>>>

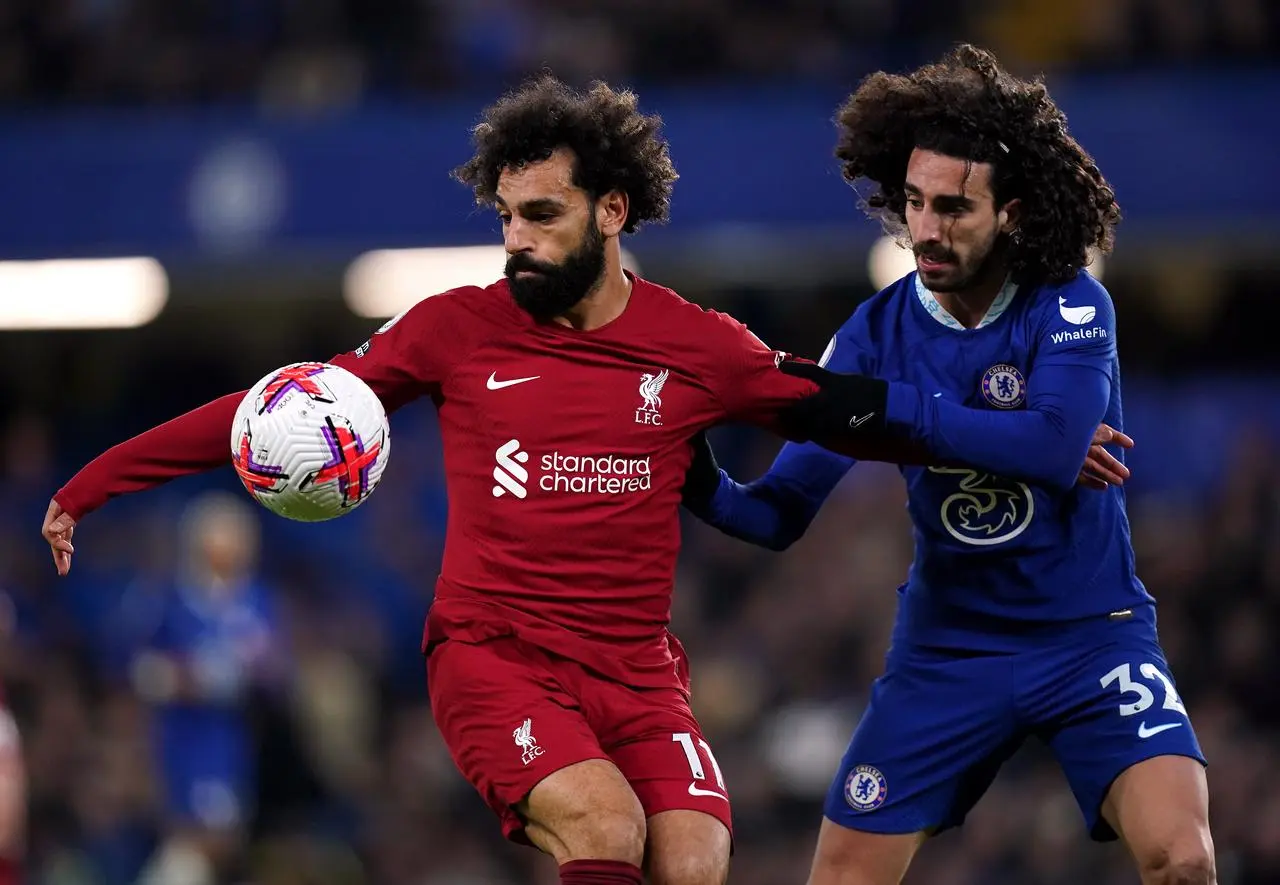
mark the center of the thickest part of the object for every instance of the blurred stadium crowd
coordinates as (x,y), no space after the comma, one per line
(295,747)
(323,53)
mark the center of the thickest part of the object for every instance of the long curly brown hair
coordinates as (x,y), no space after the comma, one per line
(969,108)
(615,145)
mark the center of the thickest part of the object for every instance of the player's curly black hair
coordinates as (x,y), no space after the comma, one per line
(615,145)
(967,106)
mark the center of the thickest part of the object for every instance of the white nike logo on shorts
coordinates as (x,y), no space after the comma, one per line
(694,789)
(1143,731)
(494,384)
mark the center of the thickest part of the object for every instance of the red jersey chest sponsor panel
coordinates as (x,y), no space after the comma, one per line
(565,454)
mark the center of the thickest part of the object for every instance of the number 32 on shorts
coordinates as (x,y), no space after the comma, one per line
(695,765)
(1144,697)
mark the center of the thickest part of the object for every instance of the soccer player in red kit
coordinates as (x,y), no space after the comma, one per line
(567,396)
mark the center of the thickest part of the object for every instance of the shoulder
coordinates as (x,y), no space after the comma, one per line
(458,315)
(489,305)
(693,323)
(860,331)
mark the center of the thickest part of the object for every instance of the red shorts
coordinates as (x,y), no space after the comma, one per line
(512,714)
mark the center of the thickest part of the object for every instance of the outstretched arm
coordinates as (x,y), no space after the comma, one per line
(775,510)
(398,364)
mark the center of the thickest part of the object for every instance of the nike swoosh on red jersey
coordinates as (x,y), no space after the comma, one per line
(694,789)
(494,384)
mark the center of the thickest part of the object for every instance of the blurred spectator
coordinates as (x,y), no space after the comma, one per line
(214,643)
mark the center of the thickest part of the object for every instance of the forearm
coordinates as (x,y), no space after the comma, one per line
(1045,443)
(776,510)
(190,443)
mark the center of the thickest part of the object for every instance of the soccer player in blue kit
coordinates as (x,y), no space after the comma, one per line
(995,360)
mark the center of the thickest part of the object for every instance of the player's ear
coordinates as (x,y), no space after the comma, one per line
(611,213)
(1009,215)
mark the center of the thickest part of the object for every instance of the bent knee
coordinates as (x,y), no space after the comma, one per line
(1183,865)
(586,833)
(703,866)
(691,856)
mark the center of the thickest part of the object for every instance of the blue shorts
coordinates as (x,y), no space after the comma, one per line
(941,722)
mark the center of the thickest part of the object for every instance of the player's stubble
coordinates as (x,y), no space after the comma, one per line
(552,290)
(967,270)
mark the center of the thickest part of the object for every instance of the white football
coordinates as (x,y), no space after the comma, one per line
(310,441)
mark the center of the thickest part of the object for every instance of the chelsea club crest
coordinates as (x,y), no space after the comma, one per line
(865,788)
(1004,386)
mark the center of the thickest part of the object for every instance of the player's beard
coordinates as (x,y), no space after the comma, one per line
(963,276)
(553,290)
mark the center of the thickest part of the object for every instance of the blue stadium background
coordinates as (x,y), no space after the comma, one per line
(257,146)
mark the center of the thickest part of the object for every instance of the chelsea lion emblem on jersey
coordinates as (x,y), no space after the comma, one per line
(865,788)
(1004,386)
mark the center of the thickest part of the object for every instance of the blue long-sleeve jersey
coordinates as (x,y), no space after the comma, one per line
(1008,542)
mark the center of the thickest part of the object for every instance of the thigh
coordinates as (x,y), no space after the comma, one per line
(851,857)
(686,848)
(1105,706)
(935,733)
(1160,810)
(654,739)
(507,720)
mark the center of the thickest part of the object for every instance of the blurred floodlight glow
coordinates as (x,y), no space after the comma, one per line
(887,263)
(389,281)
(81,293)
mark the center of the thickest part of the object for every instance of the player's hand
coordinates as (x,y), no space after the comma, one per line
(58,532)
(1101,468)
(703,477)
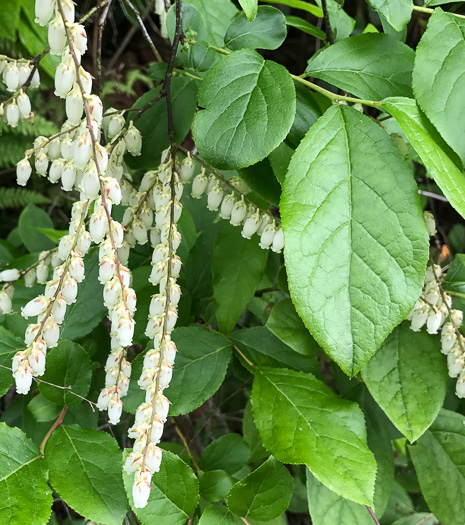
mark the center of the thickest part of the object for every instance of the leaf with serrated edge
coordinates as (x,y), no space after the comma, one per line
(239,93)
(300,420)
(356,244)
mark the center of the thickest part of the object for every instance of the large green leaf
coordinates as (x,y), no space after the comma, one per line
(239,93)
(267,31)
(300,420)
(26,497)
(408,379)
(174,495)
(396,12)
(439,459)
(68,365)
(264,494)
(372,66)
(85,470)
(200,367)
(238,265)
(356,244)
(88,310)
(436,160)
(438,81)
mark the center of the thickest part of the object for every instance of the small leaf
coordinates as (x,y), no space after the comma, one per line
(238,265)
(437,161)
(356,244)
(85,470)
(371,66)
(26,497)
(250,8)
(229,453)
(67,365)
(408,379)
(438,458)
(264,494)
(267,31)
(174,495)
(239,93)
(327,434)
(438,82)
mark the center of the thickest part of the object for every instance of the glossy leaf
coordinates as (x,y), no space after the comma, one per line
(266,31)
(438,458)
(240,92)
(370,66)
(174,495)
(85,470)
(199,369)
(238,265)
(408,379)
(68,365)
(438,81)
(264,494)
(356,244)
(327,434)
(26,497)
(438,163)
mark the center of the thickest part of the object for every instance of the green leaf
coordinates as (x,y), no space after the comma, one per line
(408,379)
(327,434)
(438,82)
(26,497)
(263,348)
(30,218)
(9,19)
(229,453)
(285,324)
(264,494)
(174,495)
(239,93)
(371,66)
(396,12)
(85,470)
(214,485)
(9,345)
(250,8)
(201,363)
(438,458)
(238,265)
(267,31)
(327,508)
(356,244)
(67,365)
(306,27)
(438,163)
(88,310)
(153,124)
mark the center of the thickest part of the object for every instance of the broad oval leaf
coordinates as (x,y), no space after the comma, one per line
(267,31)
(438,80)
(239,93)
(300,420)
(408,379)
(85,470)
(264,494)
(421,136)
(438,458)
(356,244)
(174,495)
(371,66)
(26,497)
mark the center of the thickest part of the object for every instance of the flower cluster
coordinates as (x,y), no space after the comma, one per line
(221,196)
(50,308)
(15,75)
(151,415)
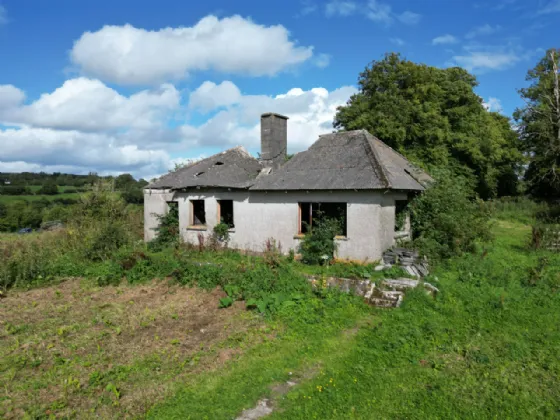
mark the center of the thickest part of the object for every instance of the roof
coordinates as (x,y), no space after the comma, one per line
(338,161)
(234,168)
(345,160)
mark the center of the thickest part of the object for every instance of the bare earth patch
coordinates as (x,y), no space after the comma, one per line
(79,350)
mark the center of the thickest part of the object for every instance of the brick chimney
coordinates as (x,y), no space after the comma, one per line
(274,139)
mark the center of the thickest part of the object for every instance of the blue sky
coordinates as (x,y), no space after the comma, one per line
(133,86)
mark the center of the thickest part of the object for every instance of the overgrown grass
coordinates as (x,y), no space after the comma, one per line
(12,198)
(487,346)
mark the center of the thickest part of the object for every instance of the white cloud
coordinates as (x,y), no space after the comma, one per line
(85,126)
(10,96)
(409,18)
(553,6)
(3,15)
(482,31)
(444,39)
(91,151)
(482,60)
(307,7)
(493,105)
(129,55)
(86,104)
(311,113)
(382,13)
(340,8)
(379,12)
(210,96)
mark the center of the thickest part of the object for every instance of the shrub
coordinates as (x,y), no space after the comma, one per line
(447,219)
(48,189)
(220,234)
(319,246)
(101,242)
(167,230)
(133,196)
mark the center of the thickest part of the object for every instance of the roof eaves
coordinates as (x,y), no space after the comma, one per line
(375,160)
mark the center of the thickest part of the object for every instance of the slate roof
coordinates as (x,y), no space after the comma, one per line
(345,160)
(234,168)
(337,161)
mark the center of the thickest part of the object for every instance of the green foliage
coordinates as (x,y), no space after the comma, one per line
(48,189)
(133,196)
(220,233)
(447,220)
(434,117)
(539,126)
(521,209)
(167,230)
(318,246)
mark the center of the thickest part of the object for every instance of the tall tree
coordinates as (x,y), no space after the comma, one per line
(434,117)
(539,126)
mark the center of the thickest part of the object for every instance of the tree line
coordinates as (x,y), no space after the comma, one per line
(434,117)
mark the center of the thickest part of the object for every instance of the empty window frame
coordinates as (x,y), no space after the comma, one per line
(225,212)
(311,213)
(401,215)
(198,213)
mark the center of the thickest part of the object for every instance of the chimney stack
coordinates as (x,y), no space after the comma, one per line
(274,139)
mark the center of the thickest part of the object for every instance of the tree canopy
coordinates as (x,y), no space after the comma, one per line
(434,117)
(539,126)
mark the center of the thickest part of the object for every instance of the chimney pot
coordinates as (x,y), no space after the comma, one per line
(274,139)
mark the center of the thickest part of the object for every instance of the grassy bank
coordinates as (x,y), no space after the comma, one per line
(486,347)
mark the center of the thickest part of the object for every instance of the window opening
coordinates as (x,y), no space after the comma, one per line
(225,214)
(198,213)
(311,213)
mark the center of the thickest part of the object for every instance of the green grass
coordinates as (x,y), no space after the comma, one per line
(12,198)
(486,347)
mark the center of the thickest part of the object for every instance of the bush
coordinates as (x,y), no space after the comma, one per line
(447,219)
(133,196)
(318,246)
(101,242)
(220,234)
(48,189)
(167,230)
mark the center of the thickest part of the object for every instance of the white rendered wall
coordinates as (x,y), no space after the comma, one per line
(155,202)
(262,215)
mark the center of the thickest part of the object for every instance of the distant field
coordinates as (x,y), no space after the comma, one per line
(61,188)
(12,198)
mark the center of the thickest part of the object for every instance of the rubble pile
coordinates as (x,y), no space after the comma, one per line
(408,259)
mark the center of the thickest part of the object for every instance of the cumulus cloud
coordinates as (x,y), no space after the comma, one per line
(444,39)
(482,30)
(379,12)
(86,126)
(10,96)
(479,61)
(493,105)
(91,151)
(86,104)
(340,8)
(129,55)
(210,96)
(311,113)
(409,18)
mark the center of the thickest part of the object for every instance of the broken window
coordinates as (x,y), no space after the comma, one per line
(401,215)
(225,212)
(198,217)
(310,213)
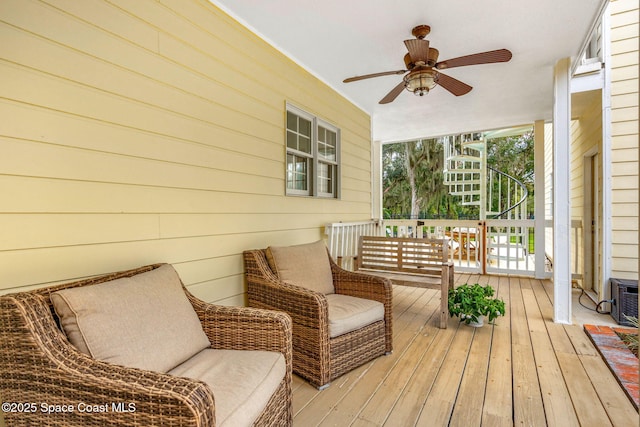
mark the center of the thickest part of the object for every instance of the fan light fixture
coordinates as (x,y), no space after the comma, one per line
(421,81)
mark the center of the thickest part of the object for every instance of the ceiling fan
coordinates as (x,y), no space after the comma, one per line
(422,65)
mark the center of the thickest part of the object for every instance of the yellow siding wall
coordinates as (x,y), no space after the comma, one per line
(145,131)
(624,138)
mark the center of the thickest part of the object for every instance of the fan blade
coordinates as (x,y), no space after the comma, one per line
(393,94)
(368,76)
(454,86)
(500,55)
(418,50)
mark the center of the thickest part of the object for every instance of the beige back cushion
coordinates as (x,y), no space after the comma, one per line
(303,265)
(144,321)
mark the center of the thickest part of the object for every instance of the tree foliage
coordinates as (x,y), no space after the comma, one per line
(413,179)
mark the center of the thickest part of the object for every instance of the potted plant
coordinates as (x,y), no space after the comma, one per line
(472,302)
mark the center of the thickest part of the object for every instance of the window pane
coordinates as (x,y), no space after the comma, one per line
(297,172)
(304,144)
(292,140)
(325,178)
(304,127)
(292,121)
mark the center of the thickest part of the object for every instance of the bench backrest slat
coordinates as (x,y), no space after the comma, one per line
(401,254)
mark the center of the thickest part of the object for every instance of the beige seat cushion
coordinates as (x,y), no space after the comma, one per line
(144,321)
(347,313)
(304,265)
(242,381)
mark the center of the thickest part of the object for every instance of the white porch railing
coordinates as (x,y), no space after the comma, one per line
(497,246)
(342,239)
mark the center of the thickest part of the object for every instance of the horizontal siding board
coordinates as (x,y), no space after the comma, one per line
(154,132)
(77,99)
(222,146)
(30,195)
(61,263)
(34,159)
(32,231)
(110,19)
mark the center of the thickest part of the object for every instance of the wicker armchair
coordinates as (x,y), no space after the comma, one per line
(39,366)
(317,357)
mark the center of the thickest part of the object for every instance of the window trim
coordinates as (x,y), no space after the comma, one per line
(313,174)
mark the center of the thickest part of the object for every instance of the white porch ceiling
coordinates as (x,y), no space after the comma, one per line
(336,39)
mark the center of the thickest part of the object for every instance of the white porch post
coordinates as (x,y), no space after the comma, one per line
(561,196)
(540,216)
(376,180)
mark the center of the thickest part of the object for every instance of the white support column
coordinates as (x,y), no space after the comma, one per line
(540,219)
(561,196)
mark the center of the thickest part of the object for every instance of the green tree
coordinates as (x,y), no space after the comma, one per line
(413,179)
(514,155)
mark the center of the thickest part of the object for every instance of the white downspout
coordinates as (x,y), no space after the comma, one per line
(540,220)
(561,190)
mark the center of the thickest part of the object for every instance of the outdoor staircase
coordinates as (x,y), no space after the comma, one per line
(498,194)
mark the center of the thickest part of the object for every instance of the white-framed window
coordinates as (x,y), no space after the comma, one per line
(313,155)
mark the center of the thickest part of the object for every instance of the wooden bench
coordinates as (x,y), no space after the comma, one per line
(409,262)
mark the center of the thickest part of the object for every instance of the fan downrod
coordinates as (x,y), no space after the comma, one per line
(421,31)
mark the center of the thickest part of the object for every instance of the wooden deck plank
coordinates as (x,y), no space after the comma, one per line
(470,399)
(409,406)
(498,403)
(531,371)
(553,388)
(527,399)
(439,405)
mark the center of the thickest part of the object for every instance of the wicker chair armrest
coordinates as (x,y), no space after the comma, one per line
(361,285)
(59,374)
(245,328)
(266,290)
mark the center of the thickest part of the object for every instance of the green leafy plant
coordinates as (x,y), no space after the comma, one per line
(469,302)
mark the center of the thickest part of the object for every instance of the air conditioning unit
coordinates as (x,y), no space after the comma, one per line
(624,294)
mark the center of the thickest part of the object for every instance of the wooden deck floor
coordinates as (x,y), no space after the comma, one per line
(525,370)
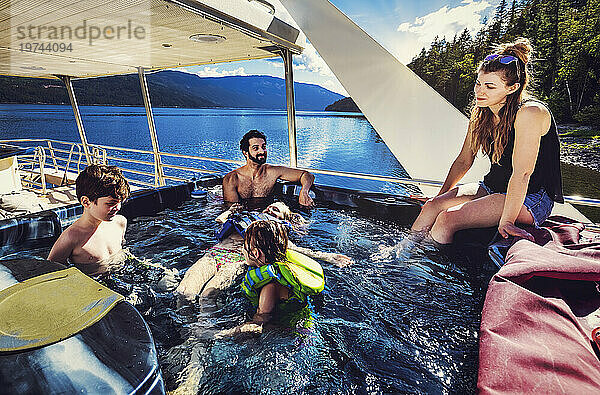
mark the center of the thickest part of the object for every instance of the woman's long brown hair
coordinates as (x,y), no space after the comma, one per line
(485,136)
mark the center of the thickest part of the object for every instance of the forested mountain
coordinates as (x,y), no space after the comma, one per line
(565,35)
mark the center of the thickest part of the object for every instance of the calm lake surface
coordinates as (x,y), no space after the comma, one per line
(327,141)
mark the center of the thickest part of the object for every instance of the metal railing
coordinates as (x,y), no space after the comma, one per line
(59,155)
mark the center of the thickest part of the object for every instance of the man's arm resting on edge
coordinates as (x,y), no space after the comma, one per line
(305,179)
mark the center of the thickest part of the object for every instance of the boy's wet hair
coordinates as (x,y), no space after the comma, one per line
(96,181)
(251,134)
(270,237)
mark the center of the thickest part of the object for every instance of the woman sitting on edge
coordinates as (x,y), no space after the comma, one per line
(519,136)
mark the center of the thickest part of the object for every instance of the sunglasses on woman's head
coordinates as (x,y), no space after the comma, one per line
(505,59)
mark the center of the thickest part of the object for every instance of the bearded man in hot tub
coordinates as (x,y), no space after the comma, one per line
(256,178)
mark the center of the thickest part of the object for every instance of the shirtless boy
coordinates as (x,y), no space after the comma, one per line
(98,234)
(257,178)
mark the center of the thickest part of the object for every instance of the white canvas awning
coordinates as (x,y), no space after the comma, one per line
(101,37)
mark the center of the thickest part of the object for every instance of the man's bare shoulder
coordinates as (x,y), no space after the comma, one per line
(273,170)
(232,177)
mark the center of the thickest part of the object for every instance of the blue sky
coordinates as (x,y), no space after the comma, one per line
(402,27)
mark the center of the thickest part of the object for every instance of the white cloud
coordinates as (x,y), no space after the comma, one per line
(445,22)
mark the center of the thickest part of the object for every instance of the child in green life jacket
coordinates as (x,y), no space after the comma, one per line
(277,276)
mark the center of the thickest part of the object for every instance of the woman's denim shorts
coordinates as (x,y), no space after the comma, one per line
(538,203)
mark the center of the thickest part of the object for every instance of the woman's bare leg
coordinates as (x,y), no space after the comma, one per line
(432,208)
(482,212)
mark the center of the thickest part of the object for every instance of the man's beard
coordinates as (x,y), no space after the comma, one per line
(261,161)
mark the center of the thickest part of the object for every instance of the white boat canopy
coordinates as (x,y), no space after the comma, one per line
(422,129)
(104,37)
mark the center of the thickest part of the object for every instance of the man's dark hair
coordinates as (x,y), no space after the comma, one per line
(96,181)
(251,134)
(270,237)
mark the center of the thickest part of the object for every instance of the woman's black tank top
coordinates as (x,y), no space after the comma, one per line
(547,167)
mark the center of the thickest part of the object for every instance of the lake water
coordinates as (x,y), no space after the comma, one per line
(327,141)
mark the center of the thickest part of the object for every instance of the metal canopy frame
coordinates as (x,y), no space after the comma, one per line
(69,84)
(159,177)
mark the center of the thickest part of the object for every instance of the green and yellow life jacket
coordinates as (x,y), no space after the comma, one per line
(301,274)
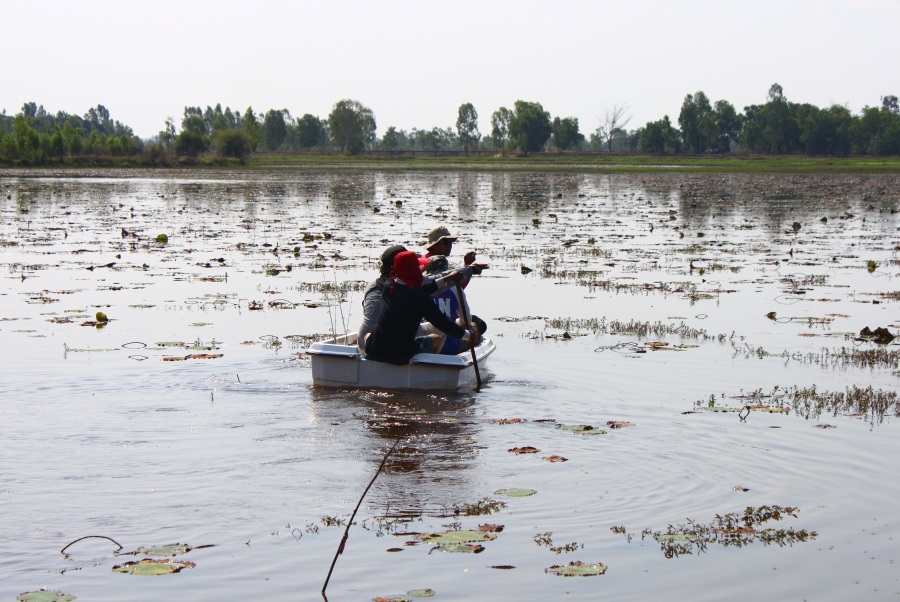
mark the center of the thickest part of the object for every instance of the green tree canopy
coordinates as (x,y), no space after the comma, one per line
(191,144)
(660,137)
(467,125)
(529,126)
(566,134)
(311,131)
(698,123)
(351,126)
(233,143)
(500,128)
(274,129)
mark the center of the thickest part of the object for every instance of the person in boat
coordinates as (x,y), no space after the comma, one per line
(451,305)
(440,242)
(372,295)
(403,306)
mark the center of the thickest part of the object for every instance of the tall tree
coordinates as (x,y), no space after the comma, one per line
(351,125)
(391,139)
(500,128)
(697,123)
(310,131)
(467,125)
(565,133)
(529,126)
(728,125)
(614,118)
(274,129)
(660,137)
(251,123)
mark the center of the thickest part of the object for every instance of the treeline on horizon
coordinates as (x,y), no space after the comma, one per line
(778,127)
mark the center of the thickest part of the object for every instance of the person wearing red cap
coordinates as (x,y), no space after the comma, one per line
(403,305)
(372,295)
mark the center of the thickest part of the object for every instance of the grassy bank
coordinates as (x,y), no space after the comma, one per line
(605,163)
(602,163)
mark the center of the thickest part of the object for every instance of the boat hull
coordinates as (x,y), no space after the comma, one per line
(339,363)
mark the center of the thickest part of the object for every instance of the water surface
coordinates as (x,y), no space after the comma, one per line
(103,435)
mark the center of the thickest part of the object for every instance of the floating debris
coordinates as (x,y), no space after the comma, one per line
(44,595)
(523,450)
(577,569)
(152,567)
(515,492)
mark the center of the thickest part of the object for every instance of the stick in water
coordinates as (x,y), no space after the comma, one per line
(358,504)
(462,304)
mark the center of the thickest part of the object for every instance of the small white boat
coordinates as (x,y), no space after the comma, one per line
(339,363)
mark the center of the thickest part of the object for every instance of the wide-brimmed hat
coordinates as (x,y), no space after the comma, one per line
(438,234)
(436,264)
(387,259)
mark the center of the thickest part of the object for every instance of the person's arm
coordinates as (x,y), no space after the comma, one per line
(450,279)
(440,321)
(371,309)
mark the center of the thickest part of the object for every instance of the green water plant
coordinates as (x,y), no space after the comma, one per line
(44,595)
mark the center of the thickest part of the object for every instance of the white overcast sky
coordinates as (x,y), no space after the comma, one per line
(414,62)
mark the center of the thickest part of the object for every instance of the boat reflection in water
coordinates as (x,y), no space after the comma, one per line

<<<

▶ _WORK TO BE COMPLETED_:
Reproduce the lines word for word, starting at the one holding "the boat hull" and ending at the final line of the material above.

▶ _SOLUTION FOR THIS EXERCISE_:
mark the center of the thickest part of the object for every instance of the boat hull
coordinates as (x,y), no space after the comma, one per line
(339,363)
mark the center of the thickest part of the object for every instance of the water surface
coordinates as (x,y), no space after the comma, one per line
(103,435)
mark the center of the thickest part of the object for every instance of the floating debris
coordinates as (x,y), no space after the comma, one per line
(44,595)
(523,450)
(577,569)
(152,567)
(515,492)
mark the center of the thickest part of the object for every instance of the stick in water
coordinates as (x,y), no space after the comma, one per line
(358,504)
(462,304)
mark the center of the thickest part of the object for every instance of the small white boat
coordinates as (x,y), no space after the comma, one per line
(339,363)
mark the center of the thickest part of the object for every instance of the wide-brimmed hat
coordinates as (x,y), no space after the comma, one per line
(438,234)
(436,264)
(387,259)
mark the center of the thickest part of the object for every instance of the person's arm
coordinates as (x,y), no space after the comma, one per line
(450,279)
(440,321)
(371,309)
mark the center of the thickest part of the object for every instance of the green water plant
coordinates as (x,y), no space after the comma, one per line
(44,595)
mark the center of the thickest part of the object for every instance of the white overcast sky
coordinates as (x,y), no space after the comma, one per line
(414,62)
mark the center of the thickest part of the object for every instance of the boat reflection in water
coordinates as (x,y), no space after the comma, one per line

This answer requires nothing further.